(Written instruction) Copy the records below word for word, from the line with "Search the image for any grassy" to the line with "[[811, 356, 1456, 482]]", including both of those lines.

(Extracted data)
_ _ _ _

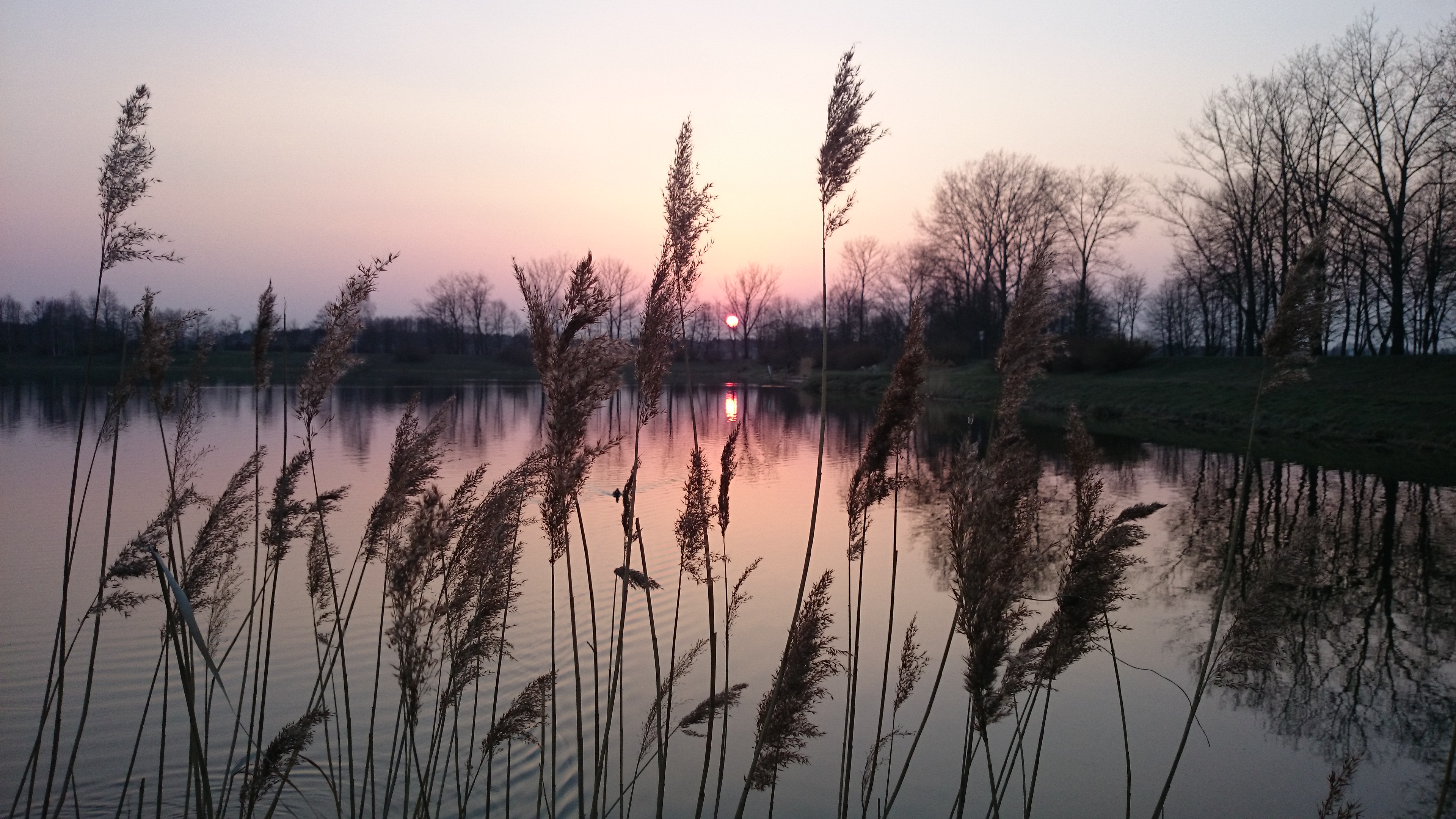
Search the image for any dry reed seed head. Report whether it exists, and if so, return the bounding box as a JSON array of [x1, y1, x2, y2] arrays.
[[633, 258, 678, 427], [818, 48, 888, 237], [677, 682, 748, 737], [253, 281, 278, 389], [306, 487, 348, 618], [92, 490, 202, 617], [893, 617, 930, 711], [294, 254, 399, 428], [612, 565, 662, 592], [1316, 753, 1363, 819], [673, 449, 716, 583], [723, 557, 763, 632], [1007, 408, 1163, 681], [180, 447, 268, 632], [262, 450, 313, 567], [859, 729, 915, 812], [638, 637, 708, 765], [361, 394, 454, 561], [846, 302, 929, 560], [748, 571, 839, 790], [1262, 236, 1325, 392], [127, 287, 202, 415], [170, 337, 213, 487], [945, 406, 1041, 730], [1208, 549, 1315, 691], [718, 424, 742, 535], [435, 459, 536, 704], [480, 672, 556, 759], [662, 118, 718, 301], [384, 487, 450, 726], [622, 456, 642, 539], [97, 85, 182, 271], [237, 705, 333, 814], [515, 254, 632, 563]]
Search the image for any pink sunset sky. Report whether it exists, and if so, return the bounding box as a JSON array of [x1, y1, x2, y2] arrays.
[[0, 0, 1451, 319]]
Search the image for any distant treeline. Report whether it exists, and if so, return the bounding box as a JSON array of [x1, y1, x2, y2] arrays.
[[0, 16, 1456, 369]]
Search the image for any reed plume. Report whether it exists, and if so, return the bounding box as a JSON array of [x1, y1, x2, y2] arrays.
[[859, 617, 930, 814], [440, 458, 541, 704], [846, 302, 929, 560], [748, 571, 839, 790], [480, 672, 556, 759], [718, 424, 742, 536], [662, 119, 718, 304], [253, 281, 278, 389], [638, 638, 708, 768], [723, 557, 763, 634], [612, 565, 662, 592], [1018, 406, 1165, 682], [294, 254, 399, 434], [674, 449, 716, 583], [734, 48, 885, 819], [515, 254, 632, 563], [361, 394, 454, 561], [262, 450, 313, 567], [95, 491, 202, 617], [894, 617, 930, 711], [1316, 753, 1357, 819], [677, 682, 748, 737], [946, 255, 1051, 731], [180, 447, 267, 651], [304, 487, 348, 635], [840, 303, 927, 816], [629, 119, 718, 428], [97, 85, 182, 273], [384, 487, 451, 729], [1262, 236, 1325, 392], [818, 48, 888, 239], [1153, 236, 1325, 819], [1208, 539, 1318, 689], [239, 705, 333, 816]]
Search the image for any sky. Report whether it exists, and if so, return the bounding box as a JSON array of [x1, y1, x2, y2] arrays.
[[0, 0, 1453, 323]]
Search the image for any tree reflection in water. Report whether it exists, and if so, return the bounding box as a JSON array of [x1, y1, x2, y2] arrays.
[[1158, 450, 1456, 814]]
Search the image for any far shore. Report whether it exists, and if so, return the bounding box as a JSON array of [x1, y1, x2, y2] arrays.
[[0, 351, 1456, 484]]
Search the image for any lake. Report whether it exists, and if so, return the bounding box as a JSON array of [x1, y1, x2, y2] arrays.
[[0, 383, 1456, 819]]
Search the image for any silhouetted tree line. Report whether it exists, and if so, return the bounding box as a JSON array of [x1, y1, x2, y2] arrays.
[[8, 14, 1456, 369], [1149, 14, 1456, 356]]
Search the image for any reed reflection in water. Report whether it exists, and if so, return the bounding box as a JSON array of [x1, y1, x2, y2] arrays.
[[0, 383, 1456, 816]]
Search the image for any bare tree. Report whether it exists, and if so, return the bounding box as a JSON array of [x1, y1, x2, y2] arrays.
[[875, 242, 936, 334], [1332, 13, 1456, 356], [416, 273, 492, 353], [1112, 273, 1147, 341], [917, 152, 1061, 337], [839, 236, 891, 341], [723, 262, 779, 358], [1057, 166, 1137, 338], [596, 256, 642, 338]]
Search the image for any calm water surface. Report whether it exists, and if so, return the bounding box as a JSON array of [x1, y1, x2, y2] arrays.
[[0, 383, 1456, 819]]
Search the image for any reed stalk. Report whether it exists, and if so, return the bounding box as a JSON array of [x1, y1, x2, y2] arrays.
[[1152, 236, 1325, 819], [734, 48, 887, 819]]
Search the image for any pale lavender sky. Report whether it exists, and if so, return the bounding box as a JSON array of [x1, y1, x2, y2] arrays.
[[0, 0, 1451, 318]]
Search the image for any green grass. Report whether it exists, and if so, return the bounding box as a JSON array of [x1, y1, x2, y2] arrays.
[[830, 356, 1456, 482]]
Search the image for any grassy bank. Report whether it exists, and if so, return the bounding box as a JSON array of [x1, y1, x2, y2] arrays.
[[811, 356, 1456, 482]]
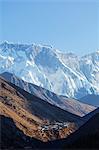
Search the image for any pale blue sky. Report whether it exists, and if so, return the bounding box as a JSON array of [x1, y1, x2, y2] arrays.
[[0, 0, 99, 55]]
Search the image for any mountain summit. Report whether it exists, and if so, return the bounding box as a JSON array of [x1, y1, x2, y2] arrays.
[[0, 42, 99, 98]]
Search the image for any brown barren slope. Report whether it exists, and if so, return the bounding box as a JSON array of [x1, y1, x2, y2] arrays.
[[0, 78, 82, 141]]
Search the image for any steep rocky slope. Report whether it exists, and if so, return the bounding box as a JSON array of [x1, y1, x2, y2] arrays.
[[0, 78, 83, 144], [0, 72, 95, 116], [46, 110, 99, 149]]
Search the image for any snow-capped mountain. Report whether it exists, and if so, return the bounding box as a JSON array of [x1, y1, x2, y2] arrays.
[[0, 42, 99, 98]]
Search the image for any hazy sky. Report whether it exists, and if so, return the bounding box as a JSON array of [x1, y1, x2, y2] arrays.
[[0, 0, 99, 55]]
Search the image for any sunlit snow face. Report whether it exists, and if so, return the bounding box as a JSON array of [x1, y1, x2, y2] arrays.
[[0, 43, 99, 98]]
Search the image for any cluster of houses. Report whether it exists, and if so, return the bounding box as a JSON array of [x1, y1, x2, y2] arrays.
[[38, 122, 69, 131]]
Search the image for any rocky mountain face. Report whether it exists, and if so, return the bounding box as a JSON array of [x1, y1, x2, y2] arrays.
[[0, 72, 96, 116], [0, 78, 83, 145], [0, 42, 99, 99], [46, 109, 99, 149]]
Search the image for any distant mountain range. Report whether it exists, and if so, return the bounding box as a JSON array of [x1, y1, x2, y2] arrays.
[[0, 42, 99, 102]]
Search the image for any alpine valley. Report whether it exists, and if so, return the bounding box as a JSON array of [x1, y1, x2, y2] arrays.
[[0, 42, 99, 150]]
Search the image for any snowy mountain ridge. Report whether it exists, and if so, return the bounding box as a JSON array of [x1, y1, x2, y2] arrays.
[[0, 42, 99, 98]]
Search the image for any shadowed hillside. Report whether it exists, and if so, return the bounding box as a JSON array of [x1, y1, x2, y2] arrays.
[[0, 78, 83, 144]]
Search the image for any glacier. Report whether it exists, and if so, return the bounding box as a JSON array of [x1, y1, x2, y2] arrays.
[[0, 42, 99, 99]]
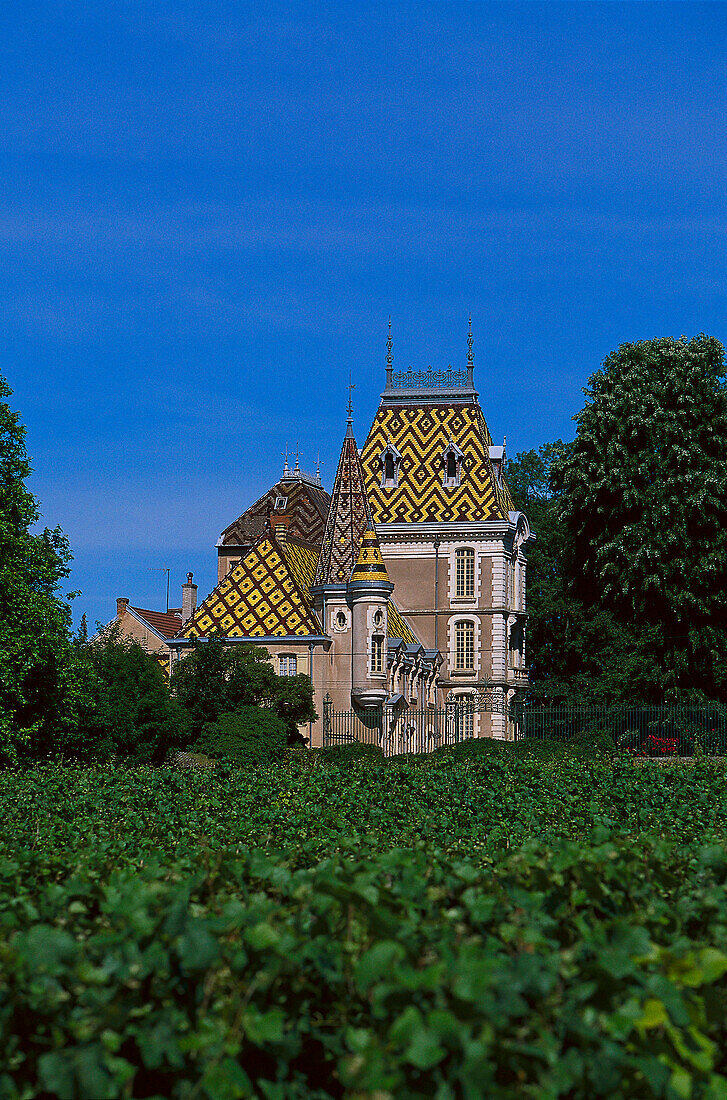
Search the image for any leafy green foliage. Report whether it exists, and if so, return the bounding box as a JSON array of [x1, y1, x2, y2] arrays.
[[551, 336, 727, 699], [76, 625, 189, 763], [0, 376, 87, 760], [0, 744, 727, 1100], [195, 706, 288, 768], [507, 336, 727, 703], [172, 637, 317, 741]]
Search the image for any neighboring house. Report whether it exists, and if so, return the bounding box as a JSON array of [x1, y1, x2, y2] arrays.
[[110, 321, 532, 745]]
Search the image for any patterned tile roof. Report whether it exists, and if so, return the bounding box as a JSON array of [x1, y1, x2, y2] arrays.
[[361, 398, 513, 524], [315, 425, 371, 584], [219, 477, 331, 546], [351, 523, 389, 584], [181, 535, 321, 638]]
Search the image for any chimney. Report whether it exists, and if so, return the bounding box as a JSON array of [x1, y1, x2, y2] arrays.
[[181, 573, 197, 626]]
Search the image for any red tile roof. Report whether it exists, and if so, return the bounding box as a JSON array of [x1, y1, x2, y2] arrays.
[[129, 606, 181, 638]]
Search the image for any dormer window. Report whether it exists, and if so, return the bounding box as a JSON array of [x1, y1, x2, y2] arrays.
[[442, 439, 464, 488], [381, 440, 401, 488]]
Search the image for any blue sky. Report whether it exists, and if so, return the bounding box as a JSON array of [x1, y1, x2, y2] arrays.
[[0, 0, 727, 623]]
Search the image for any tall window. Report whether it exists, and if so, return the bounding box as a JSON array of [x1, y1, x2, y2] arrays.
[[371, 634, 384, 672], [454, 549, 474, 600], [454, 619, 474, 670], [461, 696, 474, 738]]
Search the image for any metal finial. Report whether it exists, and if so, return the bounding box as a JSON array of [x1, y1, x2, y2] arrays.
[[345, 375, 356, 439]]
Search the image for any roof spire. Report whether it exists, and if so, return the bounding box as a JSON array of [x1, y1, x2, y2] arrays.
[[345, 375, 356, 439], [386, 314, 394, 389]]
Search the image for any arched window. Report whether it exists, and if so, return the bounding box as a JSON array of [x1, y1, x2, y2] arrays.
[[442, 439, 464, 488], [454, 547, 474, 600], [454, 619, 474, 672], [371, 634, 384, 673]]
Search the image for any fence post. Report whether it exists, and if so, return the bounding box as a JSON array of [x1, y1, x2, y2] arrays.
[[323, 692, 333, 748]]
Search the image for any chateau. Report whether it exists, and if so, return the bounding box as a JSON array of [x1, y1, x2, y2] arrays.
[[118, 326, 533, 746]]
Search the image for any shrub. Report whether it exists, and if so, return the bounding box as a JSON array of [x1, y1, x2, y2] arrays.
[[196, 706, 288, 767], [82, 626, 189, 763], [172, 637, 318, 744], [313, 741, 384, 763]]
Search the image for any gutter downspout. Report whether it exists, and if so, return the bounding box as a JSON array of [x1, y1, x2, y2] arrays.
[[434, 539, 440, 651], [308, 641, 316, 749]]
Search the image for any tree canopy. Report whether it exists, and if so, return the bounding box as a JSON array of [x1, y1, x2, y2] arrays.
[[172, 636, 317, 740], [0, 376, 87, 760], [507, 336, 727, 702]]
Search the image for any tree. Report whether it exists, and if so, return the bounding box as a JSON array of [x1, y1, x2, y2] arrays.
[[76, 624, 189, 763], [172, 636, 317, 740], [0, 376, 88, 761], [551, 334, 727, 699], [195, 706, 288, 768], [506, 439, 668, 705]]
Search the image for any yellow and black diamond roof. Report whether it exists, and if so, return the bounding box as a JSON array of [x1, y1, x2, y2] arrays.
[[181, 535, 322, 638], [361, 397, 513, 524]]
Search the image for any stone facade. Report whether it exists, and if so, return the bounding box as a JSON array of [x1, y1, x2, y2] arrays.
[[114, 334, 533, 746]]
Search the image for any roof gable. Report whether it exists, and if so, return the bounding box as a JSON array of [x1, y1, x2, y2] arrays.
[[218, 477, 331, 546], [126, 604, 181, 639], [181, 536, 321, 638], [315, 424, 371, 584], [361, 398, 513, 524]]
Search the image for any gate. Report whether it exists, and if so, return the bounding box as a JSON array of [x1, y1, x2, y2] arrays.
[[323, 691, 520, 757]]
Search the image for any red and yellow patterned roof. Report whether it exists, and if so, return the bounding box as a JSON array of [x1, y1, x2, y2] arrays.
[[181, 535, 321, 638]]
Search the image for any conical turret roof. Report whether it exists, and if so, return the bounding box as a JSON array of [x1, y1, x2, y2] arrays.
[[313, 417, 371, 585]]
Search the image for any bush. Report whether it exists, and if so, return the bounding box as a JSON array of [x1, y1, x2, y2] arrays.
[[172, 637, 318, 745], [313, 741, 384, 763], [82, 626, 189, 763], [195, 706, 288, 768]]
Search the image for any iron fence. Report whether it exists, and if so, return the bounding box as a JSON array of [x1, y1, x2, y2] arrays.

_ _ _ _

(Output for this exercise)
Search the image for any grassy bank. Report whether it exists, and if so, return the bounding box as a JSON array of [x1, y1, x2, y2] arrays.
[[811, 356, 1456, 482]]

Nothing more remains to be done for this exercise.